# GOAL:
Can you return the passage on exponential functions word for word, from "We said earlier" up to and including "property $f(x+1)=b \cdot f(x)$."?

# TEXT:
This is an exact expression for $f(-3/2)$. Sometimes it may make sense to use a calculator to find an approximate decimal value instead. In this case, $f(-3/2) \approx 0.3536$.

How Exponential Functions Change

We said earlier that exponential functions $f(x)=b^{x}$ are special because each time $x$ increases by $1$ the value of the function is multiplied by a factor of $b$. In other words, if $f$ is an exponential function, then

[ f(x+1)=b \cdot f(x) ]

You'll recall that this pattern was the key to identifying exponential growth and decay.

This simple property, $f(x+1)=b \cdot f(x)$, is unique to exponential functions and causes them to change in a way that is different than any other type of function.

Consider, for example, the percent change of an exponential function $f$ over the interval $[x,\thinspace x+1]$.

Percent change	[ \frac{f(x+1)-f(x)}{f(x)} ]	Percent change formula.
	[\frac{b \cdot f(x)-f(x)}{f(x)}]	Apply the property $f(x+1)=b \cdot f(x)$.
	[b-1]	Cancel the $f(x)$.

Since $b$ is constant, $b-1$ is also constant. This means that the percent change from one value to the next is always constant. Having a constant percent change is one of the features that distinguishes exponential functions from all other functions.

For any exponential function $f(x)=b^{x}$ with a growth factor of $b$, the expression $b-1$ is called the growth rate of the function and is designated by the letter $r$. For instance, if $f(x)=1.08^{x}$, where $b=1.08$, then the growth rate is $r=0.08$.

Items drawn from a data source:

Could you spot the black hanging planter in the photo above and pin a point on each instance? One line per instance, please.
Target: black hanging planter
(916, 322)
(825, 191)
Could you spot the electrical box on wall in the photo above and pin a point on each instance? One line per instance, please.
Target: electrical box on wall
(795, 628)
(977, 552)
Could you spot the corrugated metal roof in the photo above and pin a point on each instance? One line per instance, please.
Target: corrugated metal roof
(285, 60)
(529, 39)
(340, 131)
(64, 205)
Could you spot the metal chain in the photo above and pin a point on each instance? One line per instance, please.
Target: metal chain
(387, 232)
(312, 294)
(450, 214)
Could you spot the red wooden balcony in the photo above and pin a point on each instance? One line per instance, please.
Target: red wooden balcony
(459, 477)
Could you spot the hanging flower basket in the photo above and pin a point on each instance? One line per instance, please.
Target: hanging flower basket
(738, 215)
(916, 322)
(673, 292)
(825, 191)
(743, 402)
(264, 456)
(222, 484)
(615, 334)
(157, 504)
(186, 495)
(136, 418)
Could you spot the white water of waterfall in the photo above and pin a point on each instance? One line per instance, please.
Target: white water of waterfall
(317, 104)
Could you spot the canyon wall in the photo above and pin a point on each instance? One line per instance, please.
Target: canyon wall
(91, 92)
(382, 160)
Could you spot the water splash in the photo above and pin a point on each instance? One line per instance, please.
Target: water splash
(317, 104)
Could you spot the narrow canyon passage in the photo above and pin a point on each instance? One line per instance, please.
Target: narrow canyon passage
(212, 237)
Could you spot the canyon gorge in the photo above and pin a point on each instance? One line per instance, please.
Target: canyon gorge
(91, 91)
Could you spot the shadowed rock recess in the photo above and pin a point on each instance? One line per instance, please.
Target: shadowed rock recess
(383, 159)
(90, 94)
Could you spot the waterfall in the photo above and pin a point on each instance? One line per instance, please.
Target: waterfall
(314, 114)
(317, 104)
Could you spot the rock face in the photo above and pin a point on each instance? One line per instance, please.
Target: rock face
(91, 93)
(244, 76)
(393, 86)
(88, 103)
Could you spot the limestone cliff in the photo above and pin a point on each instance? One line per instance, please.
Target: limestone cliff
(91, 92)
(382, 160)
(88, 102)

# EXERCISE RESULT:
We said earlier that exponential functions $f(x)=b^{x}$ are special because each time $x$ increases by $1$ the value of the function is multiplied by a factor of $b$. In other words, if $f$ is an exponential function, then

[ f(x+1)=b \cdot f(x) ]

You'll recall that this pattern was the key to identifying exponential growth and decay.

This simple property, $f(x+1)=b \cdot f(x)$, is unique to exponential functions and causes them to change in a way that is different than any other type of function.

Consider, for example, the percent change of an exponential function $f$ over the interval $[x,\thinspace x+1]$.

Percent change	[ \frac{f(x+1)-f(x)}{f(x)} ]	Percent change formula.
	[\frac{b \cdot f(x)-f(x)}{f(x)}]	Apply the property $f(x+1)=b \cdot f(x)$.